Assignment:
If a record below holds a picture, leave the picture out and copy the rest exactly.
************
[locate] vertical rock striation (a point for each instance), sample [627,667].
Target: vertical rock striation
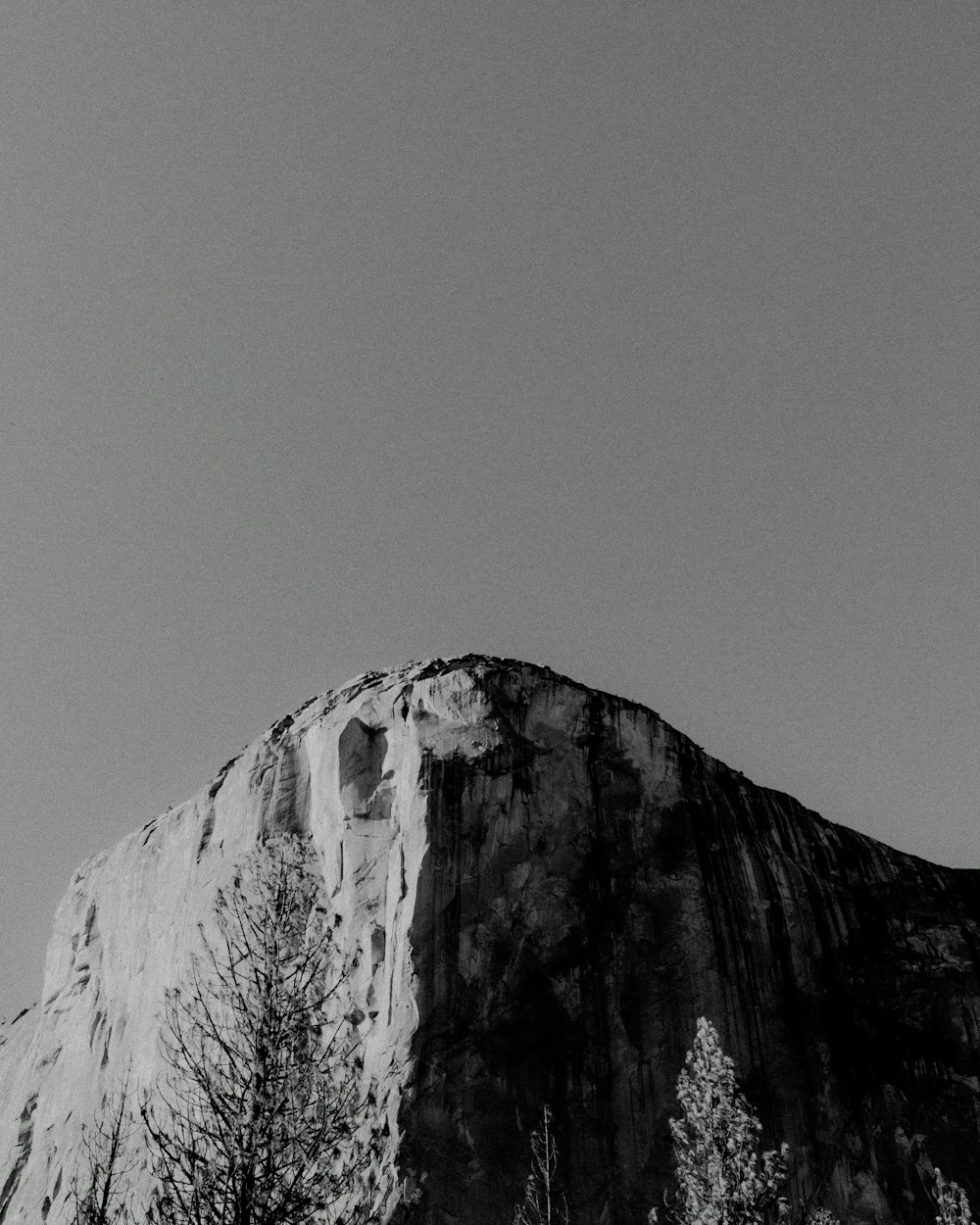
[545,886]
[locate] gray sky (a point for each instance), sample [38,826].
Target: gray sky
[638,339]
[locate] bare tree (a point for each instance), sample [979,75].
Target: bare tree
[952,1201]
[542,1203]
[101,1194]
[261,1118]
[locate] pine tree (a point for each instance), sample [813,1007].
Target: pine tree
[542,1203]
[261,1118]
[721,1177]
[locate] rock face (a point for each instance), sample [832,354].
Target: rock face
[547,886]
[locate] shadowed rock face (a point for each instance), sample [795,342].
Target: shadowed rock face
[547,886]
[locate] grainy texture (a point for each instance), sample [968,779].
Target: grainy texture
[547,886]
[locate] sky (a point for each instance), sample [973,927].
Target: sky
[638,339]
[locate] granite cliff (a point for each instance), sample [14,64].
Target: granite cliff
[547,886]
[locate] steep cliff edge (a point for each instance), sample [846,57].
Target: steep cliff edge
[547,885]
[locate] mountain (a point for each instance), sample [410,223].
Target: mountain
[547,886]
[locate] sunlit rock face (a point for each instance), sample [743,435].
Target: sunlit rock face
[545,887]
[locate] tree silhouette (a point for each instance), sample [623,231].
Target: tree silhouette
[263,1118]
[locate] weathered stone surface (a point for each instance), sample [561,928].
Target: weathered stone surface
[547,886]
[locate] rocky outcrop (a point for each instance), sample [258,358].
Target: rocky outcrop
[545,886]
************
Completed exercise:
[locate] vertical rock striation (a point for each instance), sample [627,667].
Target: vertical rock striation
[545,886]
[locate] gray sky (a point for each instance), sample [38,826].
Target: gray sky
[638,339]
[locate] bare tree (a point for each instance), sample [979,75].
Target: bare tree
[952,1201]
[542,1203]
[101,1194]
[261,1118]
[locate] pine tree (a point for each instance), sample [813,1007].
Target: pine tree
[542,1203]
[261,1118]
[721,1177]
[locate] rock face (a point for each instance), sample [832,354].
Target: rock face
[547,886]
[locate] shadowed rock face (a point for each instance), sample [795,342].
Target: shadowed rock face
[547,886]
[locate] grainy texture (a point for each instance), sample [968,779].
Target: grainy texture
[547,886]
[locate] sky (a point for each instance), sample [973,927].
Target: sky
[638,339]
[locate] granite cliff (a point for each instance), sample [14,64].
Target: granite cliff
[547,886]
[locate] steep cliff edge (a point for each instance), sample [846,57].
Target: steep cliff edge
[547,885]
[locate] mountain (a point for each instance), sample [410,223].
Target: mountain
[547,886]
[locate] sunlit rock face (a point for each instance), sample [743,435].
Target: sunlit rock face
[545,887]
[locate] tree silhouette (a point for each instance), sample [623,231].
Target: tree silhouette
[263,1118]
[locate] weathered stone surface (a point for each instance), sample [561,928].
Target: weathered stone surface
[547,886]
[locate] rocky outcrop (a point for each instance), sample [258,358].
Target: rocky outcrop
[545,886]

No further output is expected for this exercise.